* Task directions
When you reproduce these records, keep every word exactly and drop the images.

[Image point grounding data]
---

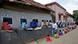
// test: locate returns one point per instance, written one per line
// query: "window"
(9, 20)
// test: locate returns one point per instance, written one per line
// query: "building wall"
(27, 14)
(57, 10)
(69, 19)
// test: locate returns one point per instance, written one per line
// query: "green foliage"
(75, 15)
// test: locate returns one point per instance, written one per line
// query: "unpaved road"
(69, 38)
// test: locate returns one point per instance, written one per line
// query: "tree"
(75, 15)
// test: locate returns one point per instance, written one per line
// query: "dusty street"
(69, 38)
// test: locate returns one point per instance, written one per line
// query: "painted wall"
(27, 14)
(57, 10)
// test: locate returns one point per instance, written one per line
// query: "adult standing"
(54, 28)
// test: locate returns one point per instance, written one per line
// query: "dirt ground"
(69, 38)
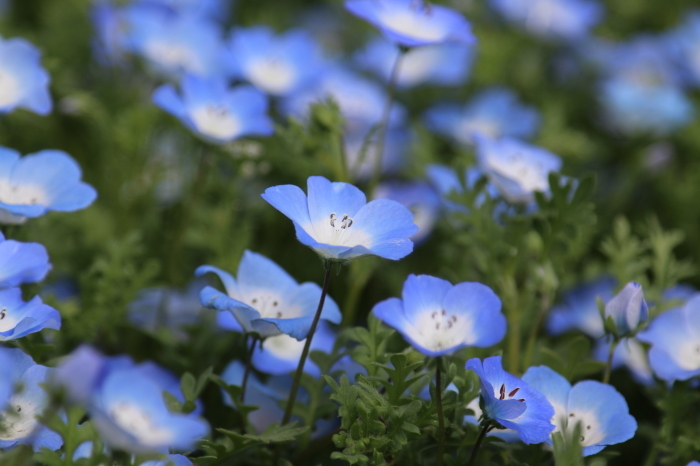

---

* Output for this exercise
// test: locate returns one point per instance, written one per line
// query: "window"
(9, 20)
// test: locate returns one point per instance, written one per line
// query: "building wall"
(27, 14)
(57, 10)
(69, 19)
// test: locate returns one point per instance, written one per line
// query: "green foliage"
(75, 15)
// test: locate returns one point per instance, written one per line
// query: "unpaved road"
(69, 38)
// test: locate returns one point per instance, written one per line
// query: "tree"
(75, 15)
// test: locate returns one point per instance, written one per line
// query: "dusty street"
(69, 38)
// test: locate returns one point per instance, written one per line
// query: "painted wall"
(27, 14)
(57, 10)
// test: locate returns one point per instance, written one per line
// query: "adult standing"
(54, 28)
// test: locate returns one point per instance, written one per line
// query: "dirt ground"
(69, 38)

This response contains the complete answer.